(Requirement): Find each line below that contains the string "call" and copy those lines out in full. Case counts, so match uppercase and lowercase letters exactly.

━━━━━ Dataset excerpts ━━━━━

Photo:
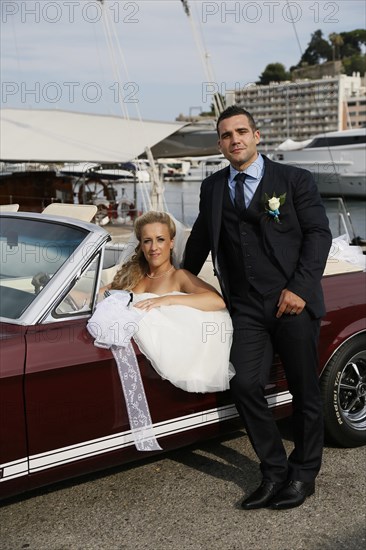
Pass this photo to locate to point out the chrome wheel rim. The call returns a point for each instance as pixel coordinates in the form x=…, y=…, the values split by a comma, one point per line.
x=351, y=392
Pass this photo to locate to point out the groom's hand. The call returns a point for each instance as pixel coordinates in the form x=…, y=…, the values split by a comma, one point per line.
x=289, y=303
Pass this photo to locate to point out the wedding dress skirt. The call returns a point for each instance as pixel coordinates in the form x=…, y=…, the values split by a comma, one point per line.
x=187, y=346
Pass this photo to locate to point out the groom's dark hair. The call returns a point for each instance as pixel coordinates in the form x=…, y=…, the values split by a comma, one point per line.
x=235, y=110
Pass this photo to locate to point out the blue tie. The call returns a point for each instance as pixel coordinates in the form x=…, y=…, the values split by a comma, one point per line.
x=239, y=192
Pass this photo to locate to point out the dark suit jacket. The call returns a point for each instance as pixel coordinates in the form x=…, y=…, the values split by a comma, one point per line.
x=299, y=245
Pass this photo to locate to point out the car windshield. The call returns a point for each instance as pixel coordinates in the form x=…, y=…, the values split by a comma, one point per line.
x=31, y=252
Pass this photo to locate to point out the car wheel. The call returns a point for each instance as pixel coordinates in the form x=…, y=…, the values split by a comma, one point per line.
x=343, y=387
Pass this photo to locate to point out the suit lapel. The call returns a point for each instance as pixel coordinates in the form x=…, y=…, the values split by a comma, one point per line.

━━━━━
━━━━━ Dataset excerpts ━━━━━

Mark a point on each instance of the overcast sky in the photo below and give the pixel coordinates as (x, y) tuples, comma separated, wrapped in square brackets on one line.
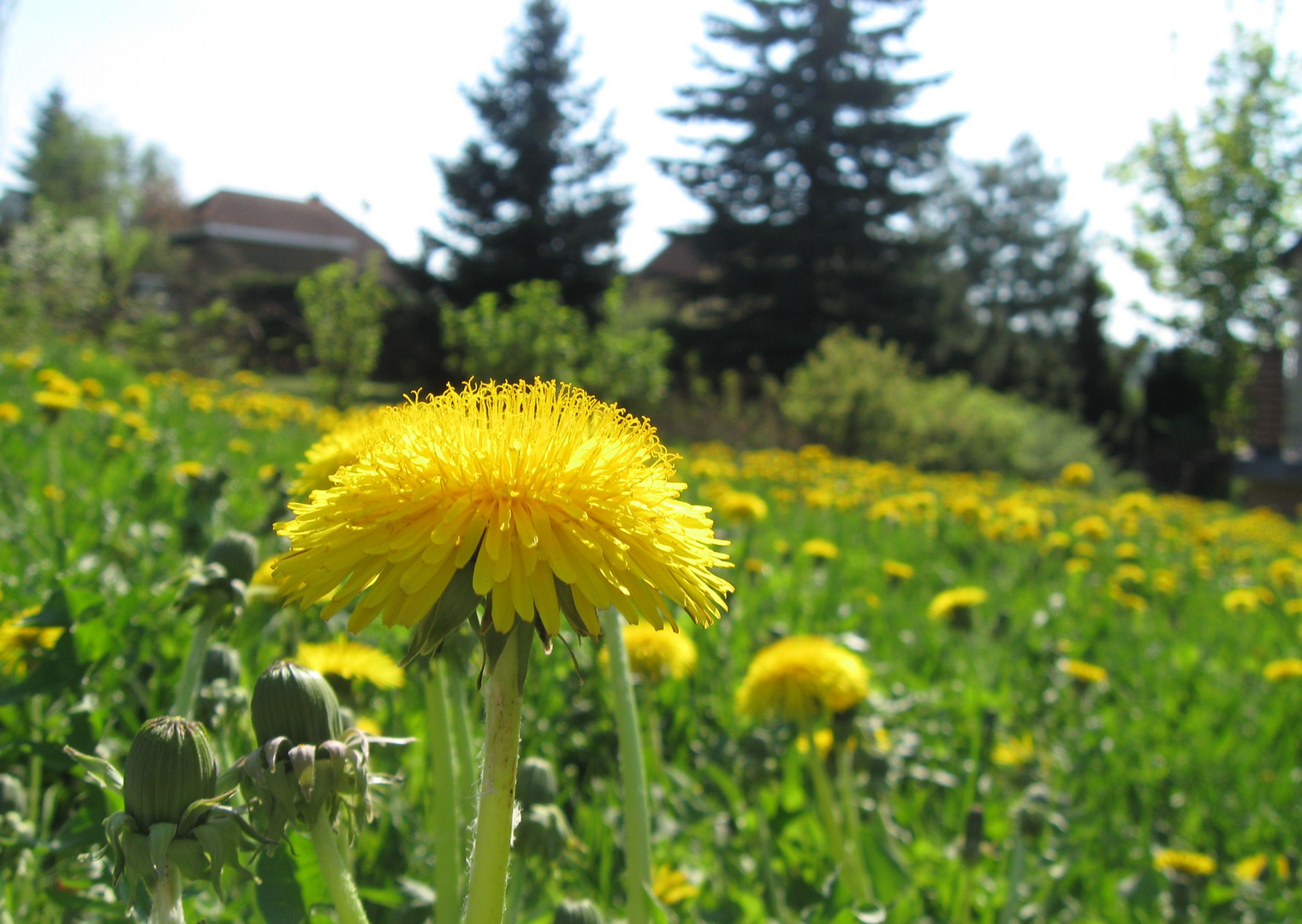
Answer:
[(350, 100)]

━━━━━

(Written answer):
Pass this photo to locate to point out the chrome wheel rim. The call returns a point for each instance as pixel coordinates in the form x=…, y=…, the values split by a comma, one point per line.
Pass this photo to locate to point out the groom's hand. The call returns a point for each instance as pixel coordinates in the form x=…, y=…, the values split by a comma, one point per line.
Pass this photo to locate to point out the wedding dress skirt. The call returns a point for each instance as pixel coordinates in the form x=…, y=…, the values split by a comma, one point per line.
Pass this photo to locate to point out the groom's dark hair. The call returns a point for each instance as pixel coordinates in the form x=…, y=…, the values split by a comma, one point per line.
Pass this photo to locate to point out the blue tie. The call returns a point for each instance as pixel coordinates in the form x=…, y=…, the values split by a comma, one point per line.
Pass this photo to locate to point out the dark suit jacket. The call returns a point for each instance as pixel coordinates in the form x=…, y=…, the values split by a comma, one point per line.
Pass this photo to locate to point out the car windshield. The call returns a point for each instance as pixel coordinates in the form x=…, y=…, the values split by a comma, one point per line.
Pass this photo to locate to point out the car wheel. The call returns a point for each instance as pixel coordinates in the form x=…, y=…, the values split by a comma, one point per line.
Pass this photo to locate to point out the suit lapel. The call returns a point for each instance as pixel coordinates in the form x=…, y=…, the values split by a comma, one point per line.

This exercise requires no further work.